++++ PAGE EXCERPT ++++

Saturday, May 10


SAM SMITH - Despite the rampant nonsense and insults to the city's history, culture and people, puff pieces like Paul Schwartzman's article in the Post, "Looking Past the Capital City," are important to read for what they reveal about the intentions of the city's business leaders and their official enablers. For example, Deputy Mayor Neal Albert talks about trashing the city's historic height limit and turning Deanwood, Anacostia and Congress Heights into yet more places to store people - presumably mostly white - in boring big boxes built by developer buddies. Expect Fenty to move fast; he is clearly the biggest poodle of the development crowd this city has yet seen.

Schwartzman, whether from his own distorted imagination or because he has been sold a bill of goods, engages in a number of untrue and unfair characterizations of the city. He says DC was a symbol of dysfunction with neighborhoods long-forlorn. But now planners envision "a collection of vibrant neighborhoods knitted together by mass transit." Apparently they are going to revive such forlorn neighborhoods as Capitol Hill, Brookland, Hillcrest Heights, Dupont Circle and Cleveland Park by knitting them together with… well, how about a subway?

Among the goals are "vibrant neighborhoods, scenic riverfronts, pedestrian-jammed sidewalks, art museums, shopping and fine cuisine" which apparently the planners haven't noticed already exist.

What's going on here is the traditional hubris of colonizers: nothing ever happened until we got here. This, of course, is nonsense. We have had two and quarter centuries of interesting and important history. Visitors to this town have long been fascinated by the strength and variety of our neighborhoods. And the height limit has given the city a tranquil beauty and canopy of the sky that is hard to find anymore in an urban setting. The fact that the Post chooses not to report this doesn't mean it doesn't exist.

And what has the new crowd brought with its wonderful plans and heavily subsidized economic development?

++++

■ REQUIREMENT 1
Change every "crane boom" to "tower crane jib" in the image region labeling rows, keeping everything else identical and leaving the pictures out.

++++ PROVIDED MATERIAL ++++

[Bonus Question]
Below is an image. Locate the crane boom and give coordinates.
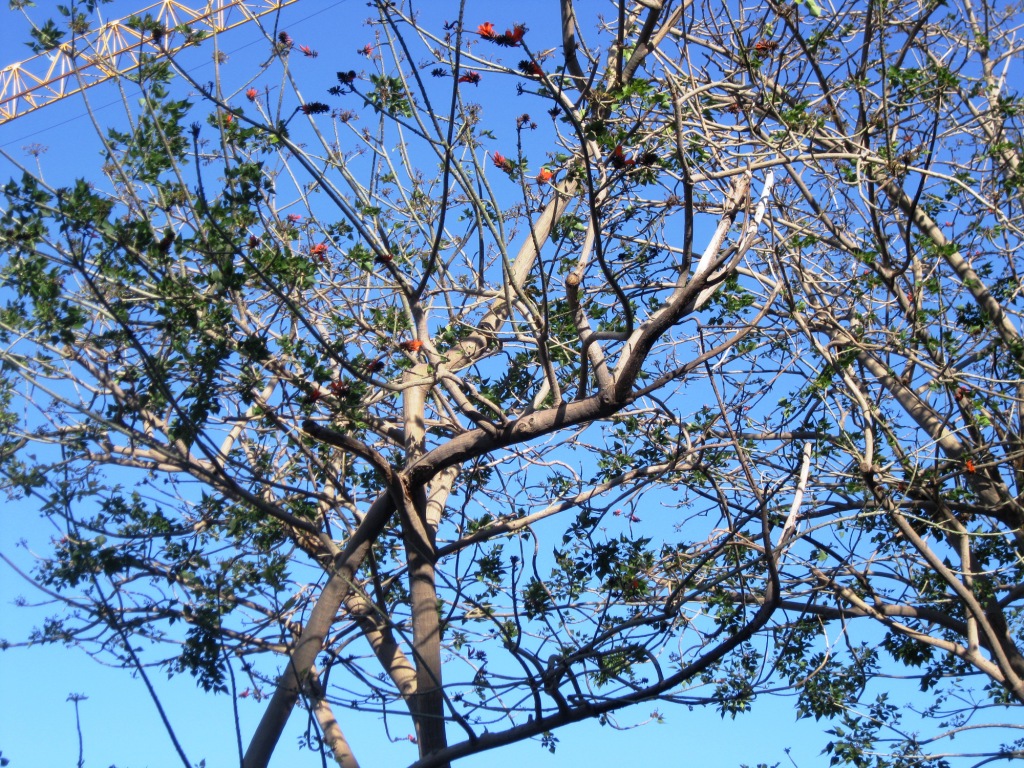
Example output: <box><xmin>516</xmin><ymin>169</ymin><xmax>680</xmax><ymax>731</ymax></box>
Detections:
<box><xmin>0</xmin><ymin>0</ymin><xmax>298</xmax><ymax>125</ymax></box>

++++

■ REQUIREMENT 2
Write what comes next in the commentary on Washington's development plans, picking up after its final sentence.

■ REPLY 1
[Bonus Question]
Below is an image. Locate the tower crane jib and give coordinates.
Example output: <box><xmin>516</xmin><ymin>169</ymin><xmax>680</xmax><ymax>731</ymax></box>
Detections:
<box><xmin>0</xmin><ymin>0</ymin><xmax>298</xmax><ymax>125</ymax></box>

■ REPLY 2
Well, for one thing, 10,000 fewer jobs for DC residents than there were in 1984,nearly 25 years ago. In other words, for DC residents all those hundreds of millions of dollars spent on sports arenas, convention centers and stadiums have been largely wasted.

According to the DC Fiscal Policy Institute, wages have barely changed in 30 years for DC's lowest-wage workers. DC's rich-poor gap has widened over the past two decades. Poverty in the District is at the highest level in nearly a decade. Since with the late 1990s, some 27,000 more DC residents have fallen into poverty. African-American residents are five times more likely than white residents to be unemployed. This gap was greater in 2006 than in any year since 1985.

Employment among African-American adults has been falling since the late 1980s. The employment rate among black adults has even fallen during the city's recent economic boom. Some 51 percent African-American adults worked in 2006, compared with 62 percent in 1988. Employment among residents with a high school diploma is at the lowest level in nearly 30 years. Just 51 percent of DC residents at this education level are working. In the late 1980s, by contrast, nearly two-thirds of residents with a high school diploma were employed.

Further, from the Census we learn that this booming town has the second-highest poverty rate in the country.

As for the alleged influx of cultural creatives, we have yet to see anyone challenge the status, say, of Sam Gilliam, Charlie Byrd or George Pellicanos. The only thing really creative about the new DC crowd is what it imagines it contributes to the place.

Neil Albert is comes across as stunningly ignorant, calling DC "a long ways away from the mature cities like New York and Chicago. . . "We would not say the city has arrived." Perhaps if he would stop having lunch with developers, he might have time to read about DC's history and learn what it has to offer right now.

Mayor Williams' sidekick, Eric Price, is just as bad. He say, "When you go to London, you don't just go there because it's the seat of power, you go to walk on the Thames or take the Underground or go shopping" . . .

He said the same expectation should exist for Washington. "It's a place, a world-class city that you go to for all it offers," he said. "You go for the parks, the ballgames, the waterfronts." Has the guy ever actually looked around DC?

It's sad what this crowd is up to, but at least you have been warned.


At 4:47 PM, Anonymous Anonymous said...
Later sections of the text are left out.